- [Text under study]:
Suppose you have a PostgreSQL database like the Pagila sample with 14 tables, each with a last_update timestamp column to record the date and time each row was modified, and it is now a requirement to capture which user effected each change. Or perhaps you have several tables without such audit trail columns and need to add them quickly. Or maybe you have decided to denormalize your design by adding a calculated column, e.g., extended price = unit price times quantity ordered, or a derived column, e.g., carrying the customer name in the invoice table.
If you have some experience as a DBA, the word “drudgery” may have come to mind at the prospect of implementing the above features. It’s possible that, after a while, you’ve developed an approach for dealing with some of them but still wish there’d be some way to automate these thankless tasks.
You may have looked at the Andromeda project’s “automations” which provide some of these capabilities. However, in order to take advantage of the automations, you’ll first have to manually describe your database in a YAML format (and you’ll have to install Apache and PHP). Or you could have tried to use the follow-on project, Triangulum, but essentially you’d still have to create a YAML schema (no need for Apache, but you still need PHP).
Some relief is forthcoming. As a result of discussions resulting from my Business Logic in the Database post, I have been collaborating with Roger Hunwicks on a potential solution to these common DBA needs. The new Pyrseas tool is tentatively named dbextend1 and its initial documentation is available in the Pyrseas extender branch. This is how I envision dbextend being used.
Consider the opening example. The DBA would create a simple YAML file such as the (abbreviated) one below, listing the tables and the needed features:
schema public: table actor: audit_columns: default table category: audit_columns: default ... table store: audit_columns: default
The DBA would then use this file, say audext.yaml, as input to dbextend, e.g.,
dbextend pagiladb audext.yaml
dbextend reads the PostgreSQL catalogs (using code shared with dbtoyaml and yamltodb), building its internal representation. It also reads the YAML extensions file and builds a parallel (albeit much smaller) structure. Thirdly, it reads extension configuration information, e.g., a definition of what columns need to be added for “audit_columns: default“, for example, modified_timestamp and modified_by_user, what trigger(s) to add, and what function(s) to be created.

- [Collected material]:
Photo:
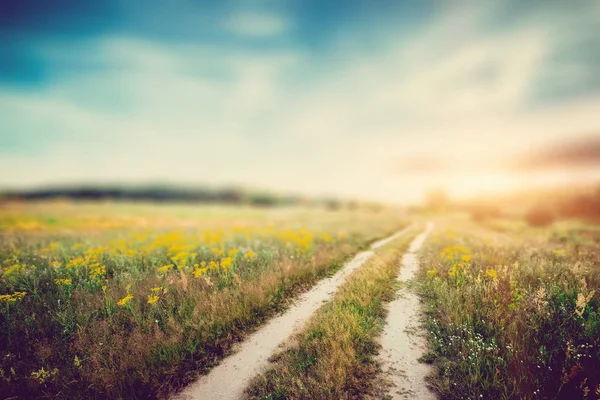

- [Aim of the task]:
Revise the part of the database automation text that begins with the words containing "Suppose you have" and ends with "these thankless tasks.", putting "tedium" in place of "drudgery" and leaving the rest unchanged.

- [Problem solution]:
Suppose you have a PostgreSQL database like the Pagila sample with 14 tables, each with a last_update timestamp column to record the date and time each row was modified, and it is now a requirement to capture which user effected each change. Or perhaps you have several tables without such audit trail columns and need to add them quickly. Or maybe you have decided to denormalize your design by adding a calculated column, e.g., extended price = unit price times quantity ordered, or a derived column, e.g., carrying the customer name in the invoice table.
If you have some experience as a DBA, the word “tedium” may have come to mind at the prospect of implementing the above features. It’s possible that, after a while, you’ve developed an approach for dealing with some of them but still wish there’d be some way to automate these thankless tasks.